=== Supplied material ===

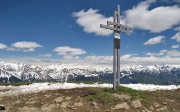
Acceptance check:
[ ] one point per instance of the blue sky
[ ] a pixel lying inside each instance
(67, 31)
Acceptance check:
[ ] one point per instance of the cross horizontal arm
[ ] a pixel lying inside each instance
(109, 27)
(120, 27)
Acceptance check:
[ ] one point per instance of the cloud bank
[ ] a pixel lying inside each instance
(154, 40)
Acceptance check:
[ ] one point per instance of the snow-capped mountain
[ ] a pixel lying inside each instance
(67, 72)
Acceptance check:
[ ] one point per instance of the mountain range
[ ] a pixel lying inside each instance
(17, 72)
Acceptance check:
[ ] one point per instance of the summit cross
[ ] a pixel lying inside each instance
(117, 28)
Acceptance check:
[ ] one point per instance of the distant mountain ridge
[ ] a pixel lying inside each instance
(11, 72)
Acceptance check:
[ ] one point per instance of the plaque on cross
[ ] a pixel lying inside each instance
(117, 28)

===

Task description: Give every record back exactly as it reads, with no images.

Exercise result:
Acceptance check:
[ ] one point per instance of the blue sky
[ ] a pixel lying inside each instance
(67, 31)
Acceptance check:
[ ] one point per instance of the cross horizontal arm
[ ] a pixel lying inside each instance
(109, 27)
(120, 27)
Acceptance check:
[ ] one point per instance of the cloud bank
[ ] a pixel lying inside each instance
(154, 40)
Acceptance check:
[ ] one point per instance of the snow-capped mountain
[ ] a pixel lying inside each instance
(67, 72)
Acceptance check:
[ ] one point per instance of the mountain range
[ ] a pixel lying inside each instance
(17, 72)
Acceptance check:
[ ] one point per instance of the summit cross
[ ] a pixel lying inside each instance
(117, 28)
Acceptance check:
[ ] one point per instance of the distant mountain ridge
[ ] a pixel lying inside each instance
(11, 72)
Acceptance check:
[ ] one point per instance of the plaque on cross
[ ] a pixel lying inside each instance
(117, 28)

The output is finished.